— START Article —
Robert Sidney Dickens
Robert Sidney Dickens founded the Dickens Design Group in 1931. An early specialist in package design, Dickens’ Chicago-based firm designed these two logos for packaging-related companies. He was also the guy who later designed the original “TaB” logo for Coca Cola.
Lately I’ve been researching Dickens and his work and have found a lot of interesting stuff. (At least: it’s interesting to me.) I found too much to include it all in one post, so I’ll be doling it out in bits and pieces.
Let’s call this “Robert Sidney Dickens Week” with the understanding that it may take me a month or more to actually roll it all out. Please bear with me.
Crime and Packaging
The packaging part of these 2 logos will be obvious, but “Where’s the crime?” you ask.
Asked and answered, after the fold…
Pax-Fax, Inc. was the Dickens Design Group’s own “packaging research branch.” They designed its logo in 1950.
Like “box vox” they gave their research company a self-rhyming brand name. It sounds like Latin, but they clearly intended for “Pax Fax” to mean “packs facts” (i.e.: facts about packaging).
In between “PAX” and “FAX” Dickens inserted a symbol which simultaneously resembles both an eye and a pair of precision calibers. Within the eye (or the calibers depending on your point of view) he put a box diagram with a series of dots running from left to right. You might think it was a symbol for a fax machine, except that Dickens designed this logo in 1950 before such machines even existed.
Not much information survives about the company’s work, except for one (petty) crime-related packaging fact.
…a survey by Pax Fax Inc. … found that, regardless of value, merchandise in small packages was more often pilfered than the same merchandise wrapped in or glued to large packages.
Other supermarket “tricks” of pilferers include filling the deceptively large boxes of soap flakes or cereal to the brim from other boxes, and switching caps (on which prices are stamped) of small bottles of hand lotion or shampoo to large bottles having the same size cap. Dave Chapman, a leading packager says, “The philosophy of self-service and open-rack merchandising is predicated on the increase in sales appeal by removing the inhibitants between the consumer and the product. The closer we get the consumer to the product, the higher the chance he will buy.”
The higher the chance, too, that he will steal.
— END Article —
*Do this*
Copy out the stretch of the Robert Sidney Dickens post from "Crime and Packaging" through "machines even existed.".
— START Entries supplied —
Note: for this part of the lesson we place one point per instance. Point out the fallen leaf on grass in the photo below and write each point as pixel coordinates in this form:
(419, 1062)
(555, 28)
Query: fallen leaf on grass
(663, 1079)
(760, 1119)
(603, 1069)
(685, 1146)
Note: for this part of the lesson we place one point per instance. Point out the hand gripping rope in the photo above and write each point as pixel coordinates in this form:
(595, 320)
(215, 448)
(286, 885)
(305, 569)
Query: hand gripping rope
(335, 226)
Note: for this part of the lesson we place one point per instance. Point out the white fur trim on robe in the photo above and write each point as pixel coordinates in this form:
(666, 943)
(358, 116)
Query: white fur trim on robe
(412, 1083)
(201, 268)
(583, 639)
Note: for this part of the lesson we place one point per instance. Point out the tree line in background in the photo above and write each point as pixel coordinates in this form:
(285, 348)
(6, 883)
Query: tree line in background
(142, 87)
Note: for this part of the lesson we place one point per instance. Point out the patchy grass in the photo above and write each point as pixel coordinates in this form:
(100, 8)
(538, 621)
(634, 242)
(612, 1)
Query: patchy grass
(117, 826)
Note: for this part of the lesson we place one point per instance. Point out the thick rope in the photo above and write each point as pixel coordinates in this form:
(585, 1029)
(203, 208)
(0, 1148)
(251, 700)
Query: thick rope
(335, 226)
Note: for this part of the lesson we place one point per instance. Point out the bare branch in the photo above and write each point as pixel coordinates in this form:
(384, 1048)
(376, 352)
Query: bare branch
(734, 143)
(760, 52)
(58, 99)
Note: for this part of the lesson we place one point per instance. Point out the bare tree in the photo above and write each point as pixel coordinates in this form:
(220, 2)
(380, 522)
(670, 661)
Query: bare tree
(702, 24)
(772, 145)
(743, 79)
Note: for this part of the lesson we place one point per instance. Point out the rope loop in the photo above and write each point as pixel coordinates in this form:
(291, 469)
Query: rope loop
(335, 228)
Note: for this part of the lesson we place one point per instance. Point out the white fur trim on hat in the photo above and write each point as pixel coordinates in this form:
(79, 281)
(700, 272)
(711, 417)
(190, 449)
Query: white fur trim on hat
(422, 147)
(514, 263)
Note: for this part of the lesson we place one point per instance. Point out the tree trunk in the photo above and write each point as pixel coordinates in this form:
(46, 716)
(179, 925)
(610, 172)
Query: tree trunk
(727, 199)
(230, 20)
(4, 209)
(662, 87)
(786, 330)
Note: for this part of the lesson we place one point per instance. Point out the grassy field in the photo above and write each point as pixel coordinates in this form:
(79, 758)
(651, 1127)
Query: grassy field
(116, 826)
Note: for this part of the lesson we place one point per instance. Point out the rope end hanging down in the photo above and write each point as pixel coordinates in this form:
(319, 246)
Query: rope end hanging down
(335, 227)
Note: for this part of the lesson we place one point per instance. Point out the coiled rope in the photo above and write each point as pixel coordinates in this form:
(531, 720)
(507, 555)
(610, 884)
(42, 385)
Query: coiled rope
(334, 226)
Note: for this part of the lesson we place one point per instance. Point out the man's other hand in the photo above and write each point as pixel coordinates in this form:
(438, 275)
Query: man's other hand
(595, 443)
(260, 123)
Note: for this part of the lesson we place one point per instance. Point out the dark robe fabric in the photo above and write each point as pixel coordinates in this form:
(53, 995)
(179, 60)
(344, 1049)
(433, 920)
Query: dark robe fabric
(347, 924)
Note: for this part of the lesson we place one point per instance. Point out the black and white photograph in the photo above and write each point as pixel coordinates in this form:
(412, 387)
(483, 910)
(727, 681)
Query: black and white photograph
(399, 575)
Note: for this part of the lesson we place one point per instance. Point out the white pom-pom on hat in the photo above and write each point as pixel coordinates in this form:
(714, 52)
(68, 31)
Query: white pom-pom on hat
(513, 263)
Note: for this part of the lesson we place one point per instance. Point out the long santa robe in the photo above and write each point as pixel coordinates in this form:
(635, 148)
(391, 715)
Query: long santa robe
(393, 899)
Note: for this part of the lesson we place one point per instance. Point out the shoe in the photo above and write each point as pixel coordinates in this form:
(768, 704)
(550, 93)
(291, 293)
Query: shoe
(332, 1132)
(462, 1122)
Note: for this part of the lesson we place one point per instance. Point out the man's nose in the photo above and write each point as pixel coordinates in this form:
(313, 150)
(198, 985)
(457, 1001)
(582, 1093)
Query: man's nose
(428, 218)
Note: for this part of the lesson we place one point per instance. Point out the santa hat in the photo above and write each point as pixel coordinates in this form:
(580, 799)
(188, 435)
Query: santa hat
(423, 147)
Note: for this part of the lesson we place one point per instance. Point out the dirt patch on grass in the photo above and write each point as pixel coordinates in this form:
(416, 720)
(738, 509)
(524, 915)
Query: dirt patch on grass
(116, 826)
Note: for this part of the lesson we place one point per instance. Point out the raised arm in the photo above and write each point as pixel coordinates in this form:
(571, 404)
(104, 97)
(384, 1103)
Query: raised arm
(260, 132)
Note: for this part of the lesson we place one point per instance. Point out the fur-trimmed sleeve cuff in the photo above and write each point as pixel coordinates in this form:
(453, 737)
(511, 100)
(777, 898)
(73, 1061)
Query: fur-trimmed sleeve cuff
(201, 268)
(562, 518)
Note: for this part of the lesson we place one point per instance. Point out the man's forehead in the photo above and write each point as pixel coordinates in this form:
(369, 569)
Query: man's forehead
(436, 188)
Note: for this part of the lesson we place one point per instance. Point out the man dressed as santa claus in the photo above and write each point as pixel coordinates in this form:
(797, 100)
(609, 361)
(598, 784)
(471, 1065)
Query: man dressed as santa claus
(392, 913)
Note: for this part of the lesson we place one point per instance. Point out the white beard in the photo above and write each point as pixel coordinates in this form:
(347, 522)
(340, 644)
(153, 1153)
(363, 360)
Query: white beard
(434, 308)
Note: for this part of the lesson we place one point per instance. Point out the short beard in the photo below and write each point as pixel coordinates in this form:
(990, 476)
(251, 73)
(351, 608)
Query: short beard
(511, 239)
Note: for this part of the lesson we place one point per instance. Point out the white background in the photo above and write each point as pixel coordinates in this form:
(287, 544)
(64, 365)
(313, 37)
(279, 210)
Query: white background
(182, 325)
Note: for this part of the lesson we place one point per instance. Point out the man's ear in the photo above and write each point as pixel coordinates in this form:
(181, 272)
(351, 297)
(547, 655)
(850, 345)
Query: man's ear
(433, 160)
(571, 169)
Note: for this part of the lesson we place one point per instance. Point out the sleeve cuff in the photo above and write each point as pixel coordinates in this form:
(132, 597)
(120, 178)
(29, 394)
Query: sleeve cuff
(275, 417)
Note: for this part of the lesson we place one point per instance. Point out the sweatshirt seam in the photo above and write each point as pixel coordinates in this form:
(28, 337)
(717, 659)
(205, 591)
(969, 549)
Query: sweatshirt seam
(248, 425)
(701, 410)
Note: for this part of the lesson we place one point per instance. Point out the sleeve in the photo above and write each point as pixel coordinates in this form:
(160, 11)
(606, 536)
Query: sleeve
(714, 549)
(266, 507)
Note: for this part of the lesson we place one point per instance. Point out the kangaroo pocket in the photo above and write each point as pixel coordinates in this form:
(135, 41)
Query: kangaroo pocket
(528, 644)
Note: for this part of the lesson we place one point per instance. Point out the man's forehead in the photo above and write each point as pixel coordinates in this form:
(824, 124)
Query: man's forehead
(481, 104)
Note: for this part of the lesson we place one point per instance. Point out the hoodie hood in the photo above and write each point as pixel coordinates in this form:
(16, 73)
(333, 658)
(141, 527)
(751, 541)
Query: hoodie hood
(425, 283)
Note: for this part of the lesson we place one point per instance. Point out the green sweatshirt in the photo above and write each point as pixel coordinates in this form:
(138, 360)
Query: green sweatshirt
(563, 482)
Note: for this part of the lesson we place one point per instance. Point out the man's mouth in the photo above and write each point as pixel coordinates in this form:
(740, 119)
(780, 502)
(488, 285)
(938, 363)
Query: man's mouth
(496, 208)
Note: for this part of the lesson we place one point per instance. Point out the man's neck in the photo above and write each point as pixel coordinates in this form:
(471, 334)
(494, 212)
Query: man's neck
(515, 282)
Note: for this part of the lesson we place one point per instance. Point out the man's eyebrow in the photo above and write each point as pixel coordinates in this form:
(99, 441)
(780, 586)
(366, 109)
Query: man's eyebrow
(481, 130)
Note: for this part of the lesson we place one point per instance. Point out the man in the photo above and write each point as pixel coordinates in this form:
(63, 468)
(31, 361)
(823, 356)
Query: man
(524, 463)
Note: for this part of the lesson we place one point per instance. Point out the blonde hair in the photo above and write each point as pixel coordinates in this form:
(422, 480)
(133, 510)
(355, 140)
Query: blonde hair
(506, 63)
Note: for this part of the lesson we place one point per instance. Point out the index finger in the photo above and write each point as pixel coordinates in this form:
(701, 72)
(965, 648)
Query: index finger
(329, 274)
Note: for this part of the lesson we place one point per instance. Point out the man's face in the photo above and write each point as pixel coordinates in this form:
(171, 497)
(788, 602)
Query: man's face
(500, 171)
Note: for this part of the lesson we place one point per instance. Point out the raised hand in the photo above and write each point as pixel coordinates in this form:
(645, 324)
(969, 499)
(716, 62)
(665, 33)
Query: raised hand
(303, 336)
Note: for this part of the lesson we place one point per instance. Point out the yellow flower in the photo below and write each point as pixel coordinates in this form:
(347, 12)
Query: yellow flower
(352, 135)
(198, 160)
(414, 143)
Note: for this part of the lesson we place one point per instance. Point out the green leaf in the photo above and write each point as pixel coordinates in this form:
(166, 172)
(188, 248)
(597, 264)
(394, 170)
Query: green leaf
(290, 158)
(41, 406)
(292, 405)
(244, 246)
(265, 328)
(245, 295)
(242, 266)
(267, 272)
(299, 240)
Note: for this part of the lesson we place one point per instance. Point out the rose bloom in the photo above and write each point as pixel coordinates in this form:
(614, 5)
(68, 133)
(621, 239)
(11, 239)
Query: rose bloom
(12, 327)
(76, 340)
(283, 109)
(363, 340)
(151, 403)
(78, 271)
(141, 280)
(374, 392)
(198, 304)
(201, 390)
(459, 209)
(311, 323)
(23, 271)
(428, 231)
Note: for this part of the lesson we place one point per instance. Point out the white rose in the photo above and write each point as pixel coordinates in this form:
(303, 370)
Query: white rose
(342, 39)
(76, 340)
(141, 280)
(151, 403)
— END Entries supplied —
*Exercise answer*
Crime and Packaging
The packaging part of these 2 logos will be obvious, but “Where’s the crime?” you ask.
Asked and answered, after the fold…
Pax-Fax, Inc. was the Dickens Design Group’s own “packaging research branch.” They designed its logo in 1950.
Like “box vox” they gave their research company a self-rhyming brand name. It sounds like Latin, but they clearly intended for “Pax Fax” to mean “packs facts” (i.e.: facts about packaging).
In between “PAX” and “FAX” Dickens inserted a symbol which simultaneously resembles both an eye and a pair of precision calibers. Within the eye (or the calibers depending on your point of view) he put a box diagram with a series of dots running from left to right. You might think it was a symbol for a fax machine, except that Dickens designed this logo in 1950 before such machines even existed.